*Given information:*
===============
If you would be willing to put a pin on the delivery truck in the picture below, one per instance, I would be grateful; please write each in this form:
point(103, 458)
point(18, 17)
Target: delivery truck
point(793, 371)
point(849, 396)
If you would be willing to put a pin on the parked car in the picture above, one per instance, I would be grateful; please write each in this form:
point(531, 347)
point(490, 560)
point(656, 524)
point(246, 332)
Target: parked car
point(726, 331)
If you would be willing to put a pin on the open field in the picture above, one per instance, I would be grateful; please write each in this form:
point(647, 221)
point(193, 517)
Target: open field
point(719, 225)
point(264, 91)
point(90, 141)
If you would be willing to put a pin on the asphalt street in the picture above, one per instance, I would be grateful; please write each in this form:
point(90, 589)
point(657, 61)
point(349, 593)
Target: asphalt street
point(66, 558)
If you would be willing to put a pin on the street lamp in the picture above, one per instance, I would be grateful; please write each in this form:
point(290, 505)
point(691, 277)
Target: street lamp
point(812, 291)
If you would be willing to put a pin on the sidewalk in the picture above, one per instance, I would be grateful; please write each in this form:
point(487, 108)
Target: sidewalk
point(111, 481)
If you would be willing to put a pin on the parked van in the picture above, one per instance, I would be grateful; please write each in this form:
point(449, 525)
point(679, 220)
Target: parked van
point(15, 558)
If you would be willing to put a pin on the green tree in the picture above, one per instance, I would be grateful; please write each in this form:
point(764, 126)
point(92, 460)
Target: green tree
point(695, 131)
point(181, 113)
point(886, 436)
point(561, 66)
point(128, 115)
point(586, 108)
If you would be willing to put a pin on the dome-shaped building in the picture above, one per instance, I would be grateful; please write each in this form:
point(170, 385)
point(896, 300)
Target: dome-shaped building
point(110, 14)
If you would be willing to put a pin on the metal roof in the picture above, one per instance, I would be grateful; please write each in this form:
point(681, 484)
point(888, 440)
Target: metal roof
===============
*Exercise instructions:* Rename "pin" to "marker" everywhere it occurs in the data above. Leave every other character unchanged.

*Full answer:*
If you would be willing to put a marker on the delivery truck in the picture below, one per instance, I would be grateful; please write each in this form:
point(103, 458)
point(18, 17)
Target: delivery truck
point(793, 371)
point(849, 396)
If you would be willing to put a marker on the parked car in the picture above, one per instance, I would be grateful; please write each in this form:
point(531, 347)
point(490, 560)
point(656, 524)
point(246, 332)
Target: parked car
point(726, 331)
If you would be willing to put a marker on the open field in the picture above, one per instance, I would be grateful; please write each in this form:
point(647, 221)
point(193, 517)
Target: open field
point(719, 225)
point(264, 91)
point(90, 141)
If you would be willing to put a marker on the asphalt street in the picture above, one per instance, I would be grateful; please write each in this form:
point(90, 589)
point(657, 61)
point(349, 593)
Target: asphalt street
point(66, 558)
If you would be willing to put a marker on the street lamp in the picture above, one per instance, I would be grateful; please write each in this form:
point(290, 505)
point(691, 277)
Target: street lamp
point(812, 291)
If you would be willing to put a marker on the sidewalk in the picture above, one per instance, I would be grateful; please write each in this form:
point(487, 108)
Target: sidewalk
point(111, 481)
If you would be willing to put a marker on the parked van in the picture above, one per instance, I would be grateful; please write each in this form:
point(449, 525)
point(679, 220)
Target: parked van
point(15, 558)
If you would be willing to put a marker on the green tree in the picture above, one per instance, I would be grateful; please write each in this form:
point(764, 126)
point(92, 460)
Target: green tree
point(695, 131)
point(181, 113)
point(886, 436)
point(561, 66)
point(128, 115)
point(586, 108)
If you would be willing to put a marker on the dome-shaped building in the picture above, one per instance, I would be grateful; please write each in this form:
point(170, 385)
point(896, 300)
Target: dome-shaped building
point(110, 14)
If you would be willing to put a marker on the metal roof in the picture above, one per instance, I would be grateful; please write each in this form:
point(681, 484)
point(888, 440)
Target: metal roof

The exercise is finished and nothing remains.